• [THE PROBLEM] Copy all of the items below character for character, leaving out the pictures.
**** SOURCE RECORDS
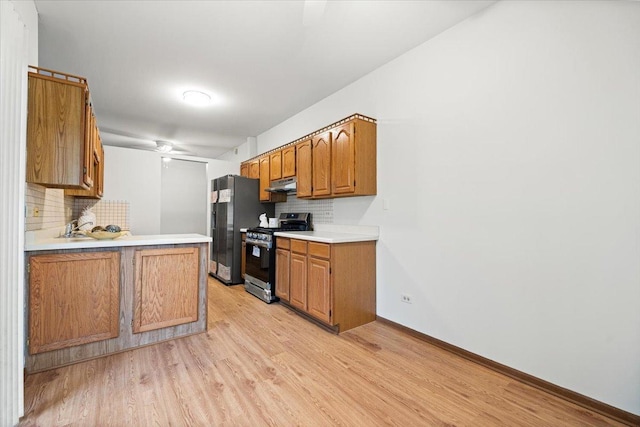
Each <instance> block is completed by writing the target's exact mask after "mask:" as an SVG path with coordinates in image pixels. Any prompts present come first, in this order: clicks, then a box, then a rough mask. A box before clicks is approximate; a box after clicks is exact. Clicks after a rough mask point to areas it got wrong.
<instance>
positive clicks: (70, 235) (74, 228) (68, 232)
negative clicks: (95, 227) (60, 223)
mask: <svg viewBox="0 0 640 427" xmlns="http://www.w3.org/2000/svg"><path fill="white" fill-rule="evenodd" d="M73 224H76V226H75V227H74V226H73ZM84 225H93V221H87V222H85V223H84V224H80V225H78V220H77V219H74V220H73V221H71V222H70V223H68V224H67V225H65V226H64V234H63V235H62V237H67V238H69V237H73V236H74V235H75V232H76V231H78V230H79V229H80V227H82V226H84Z"/></svg>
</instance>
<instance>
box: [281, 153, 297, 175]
mask: <svg viewBox="0 0 640 427" xmlns="http://www.w3.org/2000/svg"><path fill="white" fill-rule="evenodd" d="M292 176H296V146H295V145H289V146H287V147H285V148H283V149H282V177H283V178H289V177H292Z"/></svg>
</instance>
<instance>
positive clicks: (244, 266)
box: [240, 233, 247, 279]
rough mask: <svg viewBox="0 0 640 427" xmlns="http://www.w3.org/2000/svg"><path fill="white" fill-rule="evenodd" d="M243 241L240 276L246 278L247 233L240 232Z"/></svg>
mask: <svg viewBox="0 0 640 427" xmlns="http://www.w3.org/2000/svg"><path fill="white" fill-rule="evenodd" d="M240 241H242V253H241V254H240V277H242V278H243V279H244V272H245V271H247V233H240Z"/></svg>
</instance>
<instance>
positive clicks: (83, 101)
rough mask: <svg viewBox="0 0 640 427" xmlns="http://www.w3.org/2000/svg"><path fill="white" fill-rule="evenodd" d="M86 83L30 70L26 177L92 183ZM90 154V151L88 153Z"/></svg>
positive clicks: (82, 185)
mask: <svg viewBox="0 0 640 427" xmlns="http://www.w3.org/2000/svg"><path fill="white" fill-rule="evenodd" d="M86 92H87V90H86V86H85V85H80V84H73V83H68V82H66V81H63V80H60V81H56V80H54V79H50V78H49V79H47V78H43V77H39V76H38V75H37V74H35V75H34V74H33V73H30V74H29V97H28V107H27V108H28V113H27V168H26V181H27V182H32V183H35V184H40V185H43V186H45V187H55V188H78V189H87V188H89V187H90V186H91V184H92V182H91V177H90V170H89V169H90V167H91V166H90V164H85V162H86V161H87V159H88V158H89V157H88V154H89V153H87V151H86V147H85V144H87V143H88V142H89V141H90V140H88V139H87V137H86V135H85V131H88V132H90V129H89V128H88V127H87V126H86V123H87V122H88V120H90V119H87V111H88V106H87V105H86V96H87V94H86ZM85 154H86V155H85Z"/></svg>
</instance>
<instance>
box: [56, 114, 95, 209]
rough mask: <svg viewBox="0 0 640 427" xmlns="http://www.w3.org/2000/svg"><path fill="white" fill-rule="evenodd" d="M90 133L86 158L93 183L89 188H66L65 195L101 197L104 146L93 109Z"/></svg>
mask: <svg viewBox="0 0 640 427" xmlns="http://www.w3.org/2000/svg"><path fill="white" fill-rule="evenodd" d="M90 113H91V119H90V130H91V131H90V135H89V138H90V140H91V150H90V153H91V156H90V159H89V160H87V162H89V164H91V165H92V166H91V169H90V171H91V172H90V174H91V177H92V180H93V185H92V186H91V188H89V189H86V190H84V189H66V190H65V191H64V194H65V196H74V197H80V198H87V199H101V198H102V194H103V192H104V147H103V146H102V138H101V137H100V130H99V129H98V124H97V121H96V118H95V115H93V111H92V110H90Z"/></svg>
********
• [TASK RESULT]
Each <instance> block is completed by writing the target's exact mask after "mask:" as an SVG path with coordinates in image pixels. Any prompts present come first, in this order: clicks, then a box, then a rough mask. A box before clicks is approximate; a box after clicks is exact. Clicks after a rough mask point to areas it got wrong.
<instance>
positive clicks: (70, 235) (74, 228) (68, 232)
negative clicks: (95, 227) (60, 223)
mask: <svg viewBox="0 0 640 427" xmlns="http://www.w3.org/2000/svg"><path fill="white" fill-rule="evenodd" d="M73 224H76V226H75V227H74V226H73ZM84 225H93V221H87V222H85V223H84V224H80V225H78V220H77V219H74V220H73V221H71V222H70V223H68V224H67V225H65V226H64V234H63V235H62V237H67V238H69V237H73V236H74V235H75V232H76V231H78V230H79V229H80V227H82V226H84Z"/></svg>
</instance>
<instance>
box: [281, 153, 297, 175]
mask: <svg viewBox="0 0 640 427" xmlns="http://www.w3.org/2000/svg"><path fill="white" fill-rule="evenodd" d="M292 176H296V146H295V145H289V146H287V147H285V148H283V149H282V177H283V178H289V177H292Z"/></svg>
</instance>
<instance>
positive clicks: (244, 266)
box: [240, 233, 247, 279]
rough mask: <svg viewBox="0 0 640 427" xmlns="http://www.w3.org/2000/svg"><path fill="white" fill-rule="evenodd" d="M243 241L240 276L246 278L247 233L240 232Z"/></svg>
mask: <svg viewBox="0 0 640 427" xmlns="http://www.w3.org/2000/svg"><path fill="white" fill-rule="evenodd" d="M240 241H242V253H241V254H240V277H242V278H243V279H244V272H245V271H247V233H240Z"/></svg>
</instance>
<instance>
positive clicks: (83, 101)
rough mask: <svg viewBox="0 0 640 427" xmlns="http://www.w3.org/2000/svg"><path fill="white" fill-rule="evenodd" d="M86 83L30 70L26 177L92 183ZM90 154V151L88 153Z"/></svg>
positive clicks: (82, 185)
mask: <svg viewBox="0 0 640 427" xmlns="http://www.w3.org/2000/svg"><path fill="white" fill-rule="evenodd" d="M86 92H87V90H86V86H85V85H80V84H73V83H68V82H66V81H63V80H60V81H56V80H54V79H50V78H49V79H47V78H43V77H39V76H38V75H37V74H35V75H34V74H33V73H30V74H29V97H28V107H27V108H28V113H27V168H26V181H27V182H32V183H35V184H40V185H43V186H45V187H55V188H78V189H87V188H89V187H90V186H91V184H92V182H91V177H90V170H89V169H90V167H91V166H90V164H85V162H86V161H87V159H88V158H89V157H88V154H89V153H87V151H86V147H85V144H87V143H88V142H89V141H90V140H88V139H87V137H86V135H85V131H88V132H90V129H89V128H88V127H87V126H86V123H87V122H88V120H90V119H87V111H88V106H87V105H86V96H87V94H86ZM85 154H86V155H85Z"/></svg>
</instance>
<instance>
box: [56, 114, 95, 209]
rough mask: <svg viewBox="0 0 640 427" xmlns="http://www.w3.org/2000/svg"><path fill="white" fill-rule="evenodd" d="M90 133L86 158L93 183L89 188H66L65 195L101 197L104 146L93 109Z"/></svg>
mask: <svg viewBox="0 0 640 427" xmlns="http://www.w3.org/2000/svg"><path fill="white" fill-rule="evenodd" d="M90 113H91V119H90V130H91V131H90V135H89V138H90V140H91V150H90V153H91V156H90V159H89V160H87V162H89V164H91V165H92V166H91V169H90V171H91V172H90V174H91V177H92V180H93V185H92V186H91V188H89V189H86V190H84V189H66V190H65V191H64V194H65V196H74V197H80V198H87V199H101V198H102V194H103V192H104V147H103V146H102V138H101V137H100V130H99V129H98V124H97V121H96V118H95V115H93V111H92V110H90Z"/></svg>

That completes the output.